*AIM*. Images are excluded; otherwise, output every record exactly.
--- Begin DATA FOR PROCESSING ---
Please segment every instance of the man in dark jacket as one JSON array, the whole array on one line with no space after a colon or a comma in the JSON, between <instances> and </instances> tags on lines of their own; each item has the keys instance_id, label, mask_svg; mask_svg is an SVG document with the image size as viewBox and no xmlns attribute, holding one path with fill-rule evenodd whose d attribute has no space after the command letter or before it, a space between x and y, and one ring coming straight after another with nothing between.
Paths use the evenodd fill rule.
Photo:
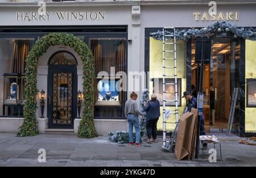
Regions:
<instances>
[{"instance_id":1,"label":"man in dark jacket","mask_svg":"<svg viewBox=\"0 0 256 178\"><path fill-rule=\"evenodd\" d=\"M191 109L195 108L197 109L197 99L196 98L193 96L191 93L189 91L184 91L183 92L183 96L182 98L185 98L187 100L187 107L188 107L188 111L191 112ZM200 135L206 135L205 130L204 129L204 115L201 116L201 122L200 122ZM203 143L203 149L207 149L207 143Z\"/></svg>"},{"instance_id":2,"label":"man in dark jacket","mask_svg":"<svg viewBox=\"0 0 256 178\"><path fill-rule=\"evenodd\" d=\"M144 111L147 111L146 117L146 129L148 140L147 143L157 142L157 123L160 117L160 103L156 99L156 95L153 94L151 95L151 100L147 104L143 103Z\"/></svg>"}]
</instances>

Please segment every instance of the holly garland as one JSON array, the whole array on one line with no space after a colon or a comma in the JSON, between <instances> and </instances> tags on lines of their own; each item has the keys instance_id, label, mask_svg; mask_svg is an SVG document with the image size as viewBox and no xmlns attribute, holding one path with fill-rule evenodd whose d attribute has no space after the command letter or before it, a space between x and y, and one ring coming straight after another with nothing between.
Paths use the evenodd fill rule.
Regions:
<instances>
[{"instance_id":1,"label":"holly garland","mask_svg":"<svg viewBox=\"0 0 256 178\"><path fill-rule=\"evenodd\" d=\"M213 33L214 32L214 33ZM162 40L162 31L150 33L150 36L158 40ZM164 35L174 35L174 32L164 31ZM234 38L242 38L244 39L255 41L256 30L251 27L237 27L230 23L223 21L216 22L204 28L192 28L185 29L177 29L176 31L177 40L188 41L193 37L210 37L212 36L217 37L228 37L230 35ZM168 38L166 39L168 40Z\"/></svg>"},{"instance_id":2,"label":"holly garland","mask_svg":"<svg viewBox=\"0 0 256 178\"><path fill-rule=\"evenodd\" d=\"M18 133L20 137L33 136L38 134L36 117L36 74L39 57L51 46L68 46L74 49L82 61L82 94L84 108L82 119L78 130L78 136L92 138L97 136L93 122L94 74L93 56L84 41L72 34L51 33L37 40L25 60L26 84L24 89L25 104L23 109L24 122Z\"/></svg>"}]
</instances>

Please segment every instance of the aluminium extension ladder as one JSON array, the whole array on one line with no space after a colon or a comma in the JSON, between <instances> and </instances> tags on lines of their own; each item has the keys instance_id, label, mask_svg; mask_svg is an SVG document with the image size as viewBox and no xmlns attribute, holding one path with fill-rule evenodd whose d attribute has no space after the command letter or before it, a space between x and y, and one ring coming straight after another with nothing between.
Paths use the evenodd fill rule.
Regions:
<instances>
[{"instance_id":1,"label":"aluminium extension ladder","mask_svg":"<svg viewBox=\"0 0 256 178\"><path fill-rule=\"evenodd\" d=\"M237 96L238 95L238 88L234 88L234 91L233 91L232 95L232 102L231 103L230 105L230 111L229 111L229 122L228 124L228 128L226 129L226 134L229 135L229 136L231 134L231 132L232 131L233 124L234 122L234 115L236 110L236 106L237 105Z\"/></svg>"},{"instance_id":2,"label":"aluminium extension ladder","mask_svg":"<svg viewBox=\"0 0 256 178\"><path fill-rule=\"evenodd\" d=\"M165 30L171 30L172 32L171 35L164 34ZM178 98L177 98L177 59L176 59L176 29L175 28L163 28L162 32L162 44L163 44L163 147L166 147L166 143L168 142L166 141L166 124L177 124L179 121L179 113L178 113ZM173 39L173 42L166 42L166 38L171 38ZM167 50L164 46L172 46L174 50ZM173 54L174 58L171 58L166 57L167 54ZM174 64L172 66L166 66L166 61L172 61ZM168 70L174 69L174 74L166 74ZM175 83L166 83L165 78L170 77L175 78ZM174 92L166 92L166 86L170 85L175 86ZM166 94L175 94L175 100L166 100ZM176 122L167 122L166 118L166 103L175 103L175 109L171 110L171 115L175 115Z\"/></svg>"}]
</instances>

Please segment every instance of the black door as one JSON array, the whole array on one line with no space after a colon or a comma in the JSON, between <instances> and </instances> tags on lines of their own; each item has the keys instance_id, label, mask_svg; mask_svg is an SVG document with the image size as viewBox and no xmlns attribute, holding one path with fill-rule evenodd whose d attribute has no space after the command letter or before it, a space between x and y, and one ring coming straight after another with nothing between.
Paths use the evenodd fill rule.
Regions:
--- End DATA FOR PROCESSING ---
*SOLUTION FOR THIS EXERCISE*.
Please segment every instance of the man in dark jacket as one JSON array, the whole array on one line with no space after a colon or a comma in the JSON, between <instances> and </instances> tags on lines of their own; each item has the keys instance_id, label, mask_svg; mask_svg is an SVG document with the image size as viewBox and no xmlns attribute, holding one path with fill-rule evenodd whose d attribute has no space after the command letter or before it, a space between x and y, and one ring coming straight after another with nothing between.
Paths use the evenodd fill rule.
Photo:
Regions:
<instances>
[{"instance_id":1,"label":"man in dark jacket","mask_svg":"<svg viewBox=\"0 0 256 178\"><path fill-rule=\"evenodd\" d=\"M191 109L195 108L197 109L197 99L196 98L193 96L191 93L189 91L184 91L183 92L183 96L182 98L185 98L187 100L187 107L188 107L188 111L191 112ZM200 135L206 135L205 130L204 129L204 115L201 116L201 122L200 122ZM203 143L203 149L207 149L207 143Z\"/></svg>"},{"instance_id":2,"label":"man in dark jacket","mask_svg":"<svg viewBox=\"0 0 256 178\"><path fill-rule=\"evenodd\" d=\"M144 111L147 111L146 117L146 129L148 140L147 143L157 142L157 123L160 117L160 103L156 99L156 95L153 94L151 95L151 100L147 104L143 103Z\"/></svg>"}]
</instances>

Please segment every instance of the holly garland as one JSON array, the whole array on one line with no space after a colon or a comma in the JSON, between <instances> and </instances> tags on lines of their own; each item has the keys instance_id, label, mask_svg; mask_svg is an SVG document with the image size as viewBox and no xmlns attribute, holding one path with fill-rule evenodd whose d attribute has no space after the command letter or before it, a space between x and y, and one ring coming straight after another with nothing between.
Paths use the evenodd fill rule.
Regions:
<instances>
[{"instance_id":1,"label":"holly garland","mask_svg":"<svg viewBox=\"0 0 256 178\"><path fill-rule=\"evenodd\" d=\"M213 33L214 32L214 33ZM162 40L162 31L150 33L150 36L158 40ZM164 35L174 35L174 32L164 31ZM234 38L242 38L244 39L255 41L256 30L251 27L237 27L230 23L223 21L216 22L204 28L192 28L185 29L177 29L176 31L177 40L188 41L193 37L210 37L212 36L217 37L228 37L230 35ZM168 38L166 39L168 40Z\"/></svg>"},{"instance_id":2,"label":"holly garland","mask_svg":"<svg viewBox=\"0 0 256 178\"><path fill-rule=\"evenodd\" d=\"M18 133L20 137L33 136L38 134L36 117L36 74L39 57L51 46L68 46L74 49L82 61L82 94L84 108L82 119L78 130L78 136L92 138L97 136L93 122L94 74L93 56L84 41L72 34L51 33L37 40L25 60L26 84L24 89L25 104L23 109L24 122Z\"/></svg>"}]
</instances>

Please segment every instance of the aluminium extension ladder as one JSON array, the whole array on one line with no space after a colon or a comma in the JSON, between <instances> and </instances> tags on lines of their own; each item has the keys instance_id, label, mask_svg; mask_svg is an SVG document with the image size as viewBox and no xmlns attribute, holding one path with fill-rule evenodd whose d attribute has no space after the command letter or before it, a space between x and y, and one ring coming straight after another with nothing between.
Paths use the evenodd fill rule.
Regions:
<instances>
[{"instance_id":1,"label":"aluminium extension ladder","mask_svg":"<svg viewBox=\"0 0 256 178\"><path fill-rule=\"evenodd\" d=\"M237 96L238 95L238 88L234 88L234 91L233 91L232 95L232 102L231 103L230 105L230 111L229 111L229 122L228 124L228 128L226 129L226 134L229 135L229 136L231 134L231 132L232 131L233 124L234 122L234 115L236 110L236 106L237 105Z\"/></svg>"},{"instance_id":2,"label":"aluminium extension ladder","mask_svg":"<svg viewBox=\"0 0 256 178\"><path fill-rule=\"evenodd\" d=\"M165 30L171 30L172 32L171 35L164 34ZM178 98L177 98L177 59L176 59L176 29L175 28L163 28L162 32L162 44L163 44L163 147L166 147L166 143L168 142L166 141L166 124L177 124L179 121L179 113L178 113ZM173 39L173 42L166 42L166 38L171 38ZM167 50L164 46L172 46L174 50ZM173 54L174 58L171 58L166 57L167 54ZM174 64L172 66L166 66L166 61L172 61ZM168 70L174 69L174 74L166 74ZM175 83L166 83L165 78L170 77L175 78ZM174 92L166 92L166 86L170 85L175 86ZM166 94L175 94L175 100L166 100ZM176 122L167 122L166 118L166 103L175 103L175 109L171 110L171 115L175 115Z\"/></svg>"}]
</instances>

Please segment every instance of the black door as one JSON array, the whole array on one line with no space after a colon or a comma in the JSON, between <instances> and </instances> tags on lines of their own; each item has the keys instance_id, label, mask_svg; mask_svg is an SVG document with the image size as viewBox and no xmlns attribute, holding one path with fill-rule evenodd whose d attribute has no space after the command letter or before it, a space between x and y, and one ring coming straight after another with nothing between.
Paths use the evenodd fill rule.
Regions:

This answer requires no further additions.